Task brief: Transcribe the entries exactly; images are not part of the copy.

··· Records for the exercise ···

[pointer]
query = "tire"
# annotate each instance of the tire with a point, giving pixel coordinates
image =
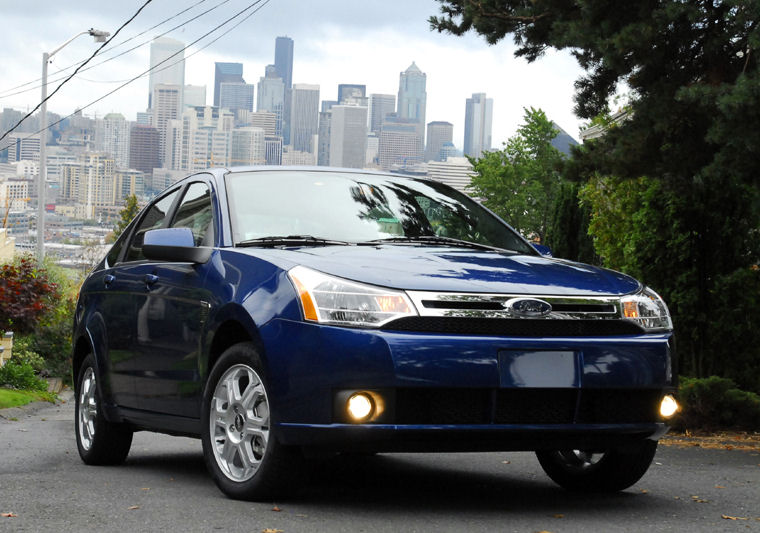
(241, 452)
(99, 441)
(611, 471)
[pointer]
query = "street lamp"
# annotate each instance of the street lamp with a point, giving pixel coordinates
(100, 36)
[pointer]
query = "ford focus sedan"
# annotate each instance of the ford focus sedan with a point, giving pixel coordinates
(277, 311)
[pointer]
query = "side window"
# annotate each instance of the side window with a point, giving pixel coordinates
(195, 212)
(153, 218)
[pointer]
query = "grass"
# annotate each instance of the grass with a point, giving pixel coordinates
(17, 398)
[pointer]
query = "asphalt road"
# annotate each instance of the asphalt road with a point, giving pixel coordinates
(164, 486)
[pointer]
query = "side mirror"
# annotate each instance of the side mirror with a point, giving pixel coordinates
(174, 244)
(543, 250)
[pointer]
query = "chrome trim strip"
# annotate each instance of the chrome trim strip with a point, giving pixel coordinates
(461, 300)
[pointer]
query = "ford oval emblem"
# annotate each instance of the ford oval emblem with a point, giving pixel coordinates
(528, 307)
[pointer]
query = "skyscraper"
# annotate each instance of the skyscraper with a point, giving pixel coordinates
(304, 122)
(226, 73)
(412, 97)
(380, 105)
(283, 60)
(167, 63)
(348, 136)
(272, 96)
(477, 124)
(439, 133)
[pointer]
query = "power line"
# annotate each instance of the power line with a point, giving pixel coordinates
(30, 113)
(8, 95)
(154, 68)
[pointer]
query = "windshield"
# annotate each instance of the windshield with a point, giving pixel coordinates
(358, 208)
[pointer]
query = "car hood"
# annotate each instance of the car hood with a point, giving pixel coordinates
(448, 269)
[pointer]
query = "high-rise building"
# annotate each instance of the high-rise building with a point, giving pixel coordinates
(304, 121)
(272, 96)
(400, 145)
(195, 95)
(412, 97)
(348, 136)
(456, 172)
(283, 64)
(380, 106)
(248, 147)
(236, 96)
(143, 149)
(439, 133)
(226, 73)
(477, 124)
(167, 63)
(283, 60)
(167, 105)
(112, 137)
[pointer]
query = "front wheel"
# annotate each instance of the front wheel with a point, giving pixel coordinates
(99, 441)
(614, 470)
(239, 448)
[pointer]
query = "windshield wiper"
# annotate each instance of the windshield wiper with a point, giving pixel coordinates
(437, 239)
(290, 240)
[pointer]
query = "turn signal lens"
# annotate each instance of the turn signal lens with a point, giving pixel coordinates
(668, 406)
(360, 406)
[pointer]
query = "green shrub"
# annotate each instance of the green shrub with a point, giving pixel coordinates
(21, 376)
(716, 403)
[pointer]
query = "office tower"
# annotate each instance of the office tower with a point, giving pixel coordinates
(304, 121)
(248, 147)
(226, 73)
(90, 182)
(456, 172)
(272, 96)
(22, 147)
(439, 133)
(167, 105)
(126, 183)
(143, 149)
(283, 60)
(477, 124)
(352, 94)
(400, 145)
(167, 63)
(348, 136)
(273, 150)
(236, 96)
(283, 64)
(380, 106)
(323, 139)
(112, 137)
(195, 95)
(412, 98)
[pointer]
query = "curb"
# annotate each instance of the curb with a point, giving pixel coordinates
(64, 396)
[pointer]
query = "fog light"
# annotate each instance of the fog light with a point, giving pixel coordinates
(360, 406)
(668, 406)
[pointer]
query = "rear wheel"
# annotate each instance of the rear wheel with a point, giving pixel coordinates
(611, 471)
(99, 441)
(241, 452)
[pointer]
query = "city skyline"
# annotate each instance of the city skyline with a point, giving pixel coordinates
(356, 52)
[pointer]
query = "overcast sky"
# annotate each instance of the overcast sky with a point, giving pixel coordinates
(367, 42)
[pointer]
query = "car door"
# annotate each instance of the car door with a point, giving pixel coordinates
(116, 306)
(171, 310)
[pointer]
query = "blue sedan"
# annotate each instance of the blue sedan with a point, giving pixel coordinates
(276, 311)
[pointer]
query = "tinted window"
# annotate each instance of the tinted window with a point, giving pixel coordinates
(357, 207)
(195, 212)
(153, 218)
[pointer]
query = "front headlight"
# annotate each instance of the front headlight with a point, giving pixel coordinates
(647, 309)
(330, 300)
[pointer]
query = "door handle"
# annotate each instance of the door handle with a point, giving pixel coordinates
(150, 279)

···

Your solution:
[pointer]
query = "tire"
# annotate each instance of the tire with a point, giving pixel coordinates
image =
(241, 452)
(99, 441)
(611, 471)
[pointer]
query = "street lamp"
# annotate each instance of the street lamp with a point, giving pixel coordinates
(100, 36)
[pointer]
query = "ford focus sedan"
# annotate each instance of the ford focus sedan with a point, giving pixel coordinates
(277, 311)
[pointer]
query = "side window"
# annotate each instance of the side window with a point, giving pixel coordinates
(195, 212)
(153, 218)
[pointer]
query = "grass"
# annotate each instance of the grass with a point, giving pixel coordinates
(17, 398)
[pointer]
query = "asphalt road"
# annotate each instance of the asphalt road with a point, giving pixel coordinates
(164, 486)
[pointer]
query = "side mirror"
# annotate each instance of the side mirror with a point, giving pixel coordinates
(174, 244)
(543, 250)
[pointer]
query = "chrome trim strip"
# annotate each instance of the chrome trim strip with a point, giving pixel coordinates
(461, 300)
[pointer]
query = "ford oval emblem"
# annotate each instance of the ford oval emblem with a point, giving pixel coordinates
(528, 307)
[pointer]
query = "skyscraper"
# annotate each instance of the skyscraper with a point, giving pixel coordinates
(304, 122)
(226, 73)
(412, 97)
(380, 105)
(283, 60)
(167, 63)
(348, 136)
(272, 96)
(477, 124)
(439, 133)
[pointer]
query = "power line"
# annotate each instance of the power line with a point, giving pixel coordinates
(30, 113)
(8, 95)
(154, 68)
[pointer]
query = "windshield"
# annotate each instance of the windshield with a point, giving pixel coordinates
(358, 208)
[pointer]
query = "car hood"
# annotate each instance of the car hood with a point, giving pixel coordinates
(448, 269)
[pointer]
query = "high-rise building"
# annotate each instance of the high-rise building with a point, giving pixel coordinates
(304, 121)
(272, 96)
(400, 145)
(195, 95)
(412, 97)
(348, 136)
(456, 172)
(283, 64)
(380, 106)
(248, 147)
(236, 96)
(143, 149)
(439, 133)
(226, 73)
(477, 124)
(167, 63)
(283, 60)
(167, 105)
(112, 137)
[pointer]
query = "front wheel"
# annotate each instance of the front wheel with a point, giving pixel coordinates
(99, 441)
(614, 470)
(239, 448)
[pointer]
query = "windshield wiper"
# annotate each instance of the windshield wiper with a point, giving pixel coordinates
(437, 239)
(290, 240)
[pointer]
query = "turn signal lens"
# annotate each instance of the turn signal lens with a point, giving pixel coordinates
(668, 406)
(360, 406)
[pointer]
query = "green shrub"
# annotate each instance of the green shrub with a point, giving pixel coordinates
(21, 376)
(716, 403)
[pointer]
query = "office tower"
# annotate each instance of the office tower with a point, giving pixel coordinates
(304, 121)
(248, 147)
(226, 73)
(90, 182)
(456, 172)
(272, 96)
(22, 147)
(439, 133)
(167, 105)
(126, 183)
(143, 149)
(283, 60)
(477, 124)
(352, 94)
(400, 145)
(167, 63)
(348, 136)
(273, 150)
(236, 96)
(283, 64)
(380, 106)
(323, 139)
(112, 137)
(195, 95)
(412, 98)
[pointer]
query = "curb"
# annotate each instance of the curb with a point, giving pixel coordinates
(64, 396)
[pointer]
query = "fog light"
# annotate each instance of the fog light with a point, giving pixel coordinates
(360, 406)
(668, 406)
[pointer]
query = "rear wheel"
# annotate each instance of the rear wheel with a point, giving pixel coordinates
(611, 471)
(99, 441)
(241, 452)
[pointer]
query = "city skyline"
# annotate each instance of the city skyline with a point, giving pixel coordinates
(356, 52)
[pointer]
query = "overcast sky"
# annotate each instance of the overcast sky with a point, giving pixel coordinates
(367, 42)
[pointer]
query = "car door"
# annotate each instance of the car door with a point, giving pixel coordinates
(116, 306)
(171, 310)
[pointer]
query = "blue sedan"
# annotate each instance of the blue sedan with a point, giving pixel coordinates
(276, 311)
[pointer]
query = "tinted window"
# annotate each instance of the tinted window with a point, giving pixel coordinates
(357, 207)
(195, 212)
(153, 218)
[pointer]
query = "front headlight"
# annotate each instance of the front headlight with a point, giving pixel coordinates
(647, 309)
(330, 300)
[pointer]
query = "door handle"
# annotate each instance of the door handle with a point, giving pixel coordinates
(150, 279)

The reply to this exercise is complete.